▶ _Data in this exercise_:
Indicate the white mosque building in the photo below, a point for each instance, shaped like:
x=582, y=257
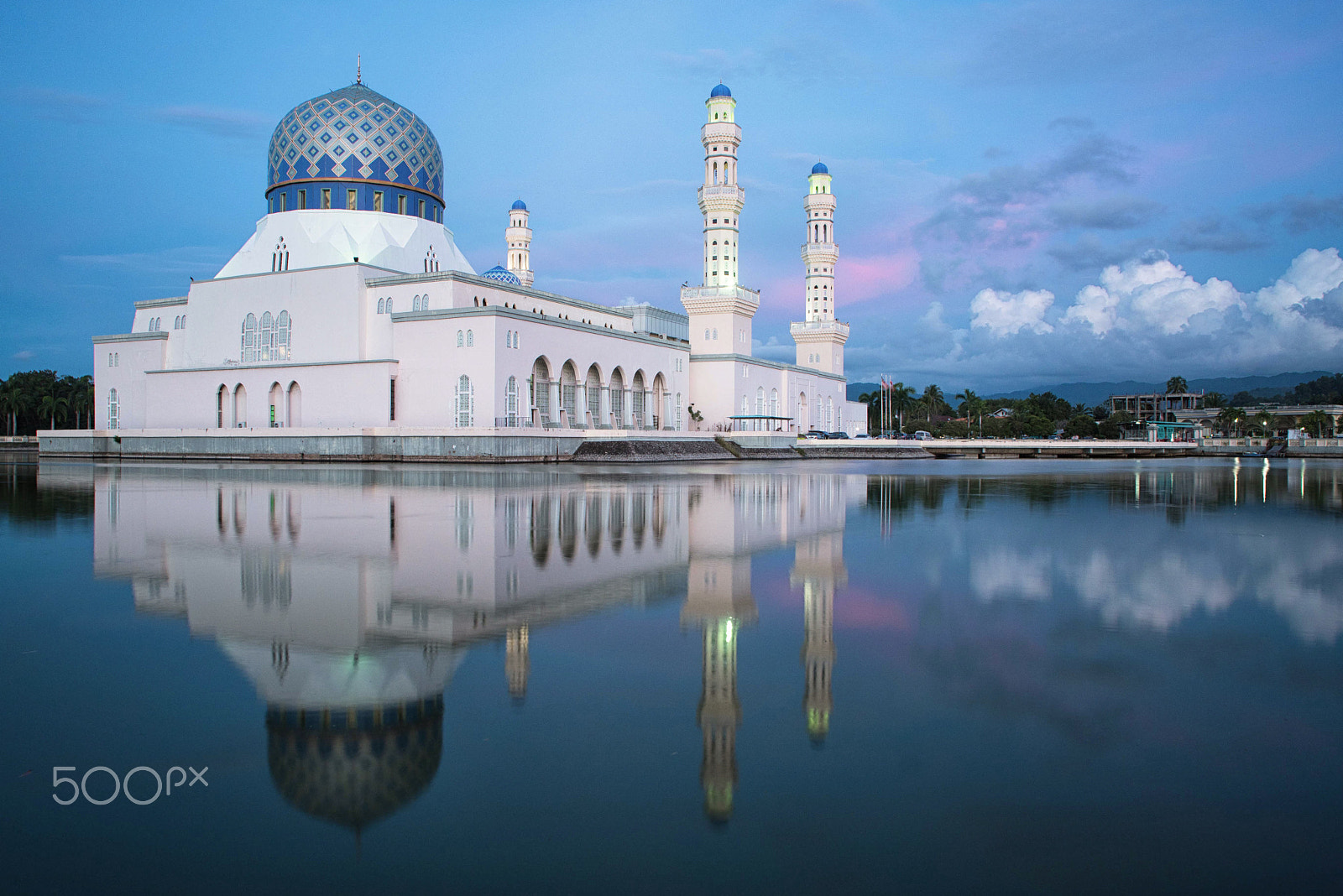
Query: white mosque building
x=353, y=307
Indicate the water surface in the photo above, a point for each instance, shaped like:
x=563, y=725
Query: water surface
x=927, y=676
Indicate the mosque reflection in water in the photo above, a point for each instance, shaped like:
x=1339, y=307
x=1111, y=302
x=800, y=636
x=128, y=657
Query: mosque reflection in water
x=349, y=596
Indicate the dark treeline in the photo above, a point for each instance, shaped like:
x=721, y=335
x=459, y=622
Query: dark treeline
x=37, y=400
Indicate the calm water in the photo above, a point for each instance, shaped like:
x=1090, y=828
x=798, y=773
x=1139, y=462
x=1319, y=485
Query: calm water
x=922, y=676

▶ _Instructions for the task_: An exact copy of the listing above, minus its pictures, is what is needed here.

▶ _Response box_:
Indicate the white mosque building in the photo below, a point for each instance, shaped like:
x=582, y=257
Query: white mosque building
x=353, y=307
Indicate the water surface in the photo above, a point for each instance, shaped like:
x=563, y=725
Query: water surface
x=927, y=676
Indicate the mosque reflection in water in the photo above, a point for each instance, shaped like:
x=1339, y=307
x=1111, y=302
x=800, y=636
x=128, y=657
Query: mosque reflection in water
x=349, y=596
Indicate the dark treeline in the photo above, a point for each instance, shaped like:
x=721, y=335
x=459, y=622
Query: dark treeline
x=37, y=400
Indicate the calm water in the photo above, a point for each instance, shaped like:
x=1090, y=828
x=798, y=773
x=1139, y=462
x=1319, y=485
Query: calm water
x=922, y=676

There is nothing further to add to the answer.